(Excerpts from location labeling data)
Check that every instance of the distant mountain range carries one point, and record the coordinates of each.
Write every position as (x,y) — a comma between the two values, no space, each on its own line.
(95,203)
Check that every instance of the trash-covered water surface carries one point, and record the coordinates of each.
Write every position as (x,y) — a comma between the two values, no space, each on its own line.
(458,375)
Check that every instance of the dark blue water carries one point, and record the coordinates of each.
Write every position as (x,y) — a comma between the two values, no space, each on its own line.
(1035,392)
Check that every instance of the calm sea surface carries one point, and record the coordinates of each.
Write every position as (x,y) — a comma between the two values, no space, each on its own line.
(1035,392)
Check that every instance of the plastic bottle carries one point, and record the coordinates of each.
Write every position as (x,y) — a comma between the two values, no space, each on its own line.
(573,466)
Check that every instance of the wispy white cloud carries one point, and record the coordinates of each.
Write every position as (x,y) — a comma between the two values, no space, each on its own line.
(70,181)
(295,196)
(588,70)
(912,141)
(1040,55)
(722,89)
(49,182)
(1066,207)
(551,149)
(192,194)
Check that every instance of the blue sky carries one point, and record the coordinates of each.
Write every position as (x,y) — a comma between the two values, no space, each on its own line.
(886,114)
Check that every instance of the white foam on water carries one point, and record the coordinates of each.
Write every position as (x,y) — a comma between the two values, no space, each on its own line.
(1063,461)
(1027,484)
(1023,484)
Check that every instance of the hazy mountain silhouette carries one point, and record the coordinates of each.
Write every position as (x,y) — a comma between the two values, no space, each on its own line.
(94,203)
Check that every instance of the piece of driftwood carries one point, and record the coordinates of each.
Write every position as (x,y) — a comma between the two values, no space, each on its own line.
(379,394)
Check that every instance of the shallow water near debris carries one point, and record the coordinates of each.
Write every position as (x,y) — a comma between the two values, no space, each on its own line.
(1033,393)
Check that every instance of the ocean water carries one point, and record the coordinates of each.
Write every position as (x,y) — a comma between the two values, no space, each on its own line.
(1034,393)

__Task prompt__. Can you give all of these lines again, swapping "plastic bottle" for "glass bottle" and leaving everything else unchanged?

__Completed exercise__.
Check that every instance of the distant mountain range carries one point, and record the coordinates of each.
Write every position as (x,y) — a comma between the two values, no space, each on its own line.
(95,203)
Check that every instance of the trash-covered water surface carries one point, and record the coordinates of each.
Write every position as (x,y) — a comma between the two values, no space, each on its own line.
(458,375)
Check that every instance of the dark blue water carries one point, and record the coordinates of each.
Write every position as (x,y) — a comma between the two values, no space, each on its own line.
(1035,392)
Check that every instance of the calm sea surface carries one point, and record the coordinates of each.
Write every position as (x,y) — a comma between the two values, no space, each on its own line.
(1035,392)
Check that every instance of the glass bottle carries one point, and record the coordinates of each.
Write every position as (x,y) — a comma between the two values, no space, each on its own line.
(573,466)
Check that every instance of the wispy white cloud carries one point, and record the coordinates of each.
Write every position as (x,y) — a comma between the two values, no space, each on its own line.
(70,181)
(295,196)
(588,70)
(912,141)
(1040,55)
(722,89)
(49,182)
(1066,207)
(551,149)
(192,194)
Check that every instance of the blue sky carries one point, and record the coordinates of each.
Write every position as (x,y) — a comma between the two values, no space, each on its own line.
(886,114)
Check that every instance of the white foam on water carries one point, and record the coordinates of each.
Write every position as (x,y) — a comma between the two values, no space, each on its own line.
(1063,461)
(1027,484)
(1023,484)
Check that every instance of the hazy mountain silhouette carries one point, and record the coordinates of each.
Write every position as (x,y) — a comma between the two values, no space, each on its own line.
(94,203)
Check that every instance of the piece of driftwood carries one point, and record the coordinates of each.
Write every position as (x,y) — a comma between the two values, no space, each on its own line.
(379,394)
Check that every instance of the shallow water near debris carries one point, and record the coordinates of each.
Write every position as (x,y) — a comma between the two values, no space, each on its own line.
(1033,393)
Check that every instance of the ocean water carries one point, and record the coordinates of each.
Write every position as (x,y) — a comma between the two values, no space, each on its own line.
(1034,393)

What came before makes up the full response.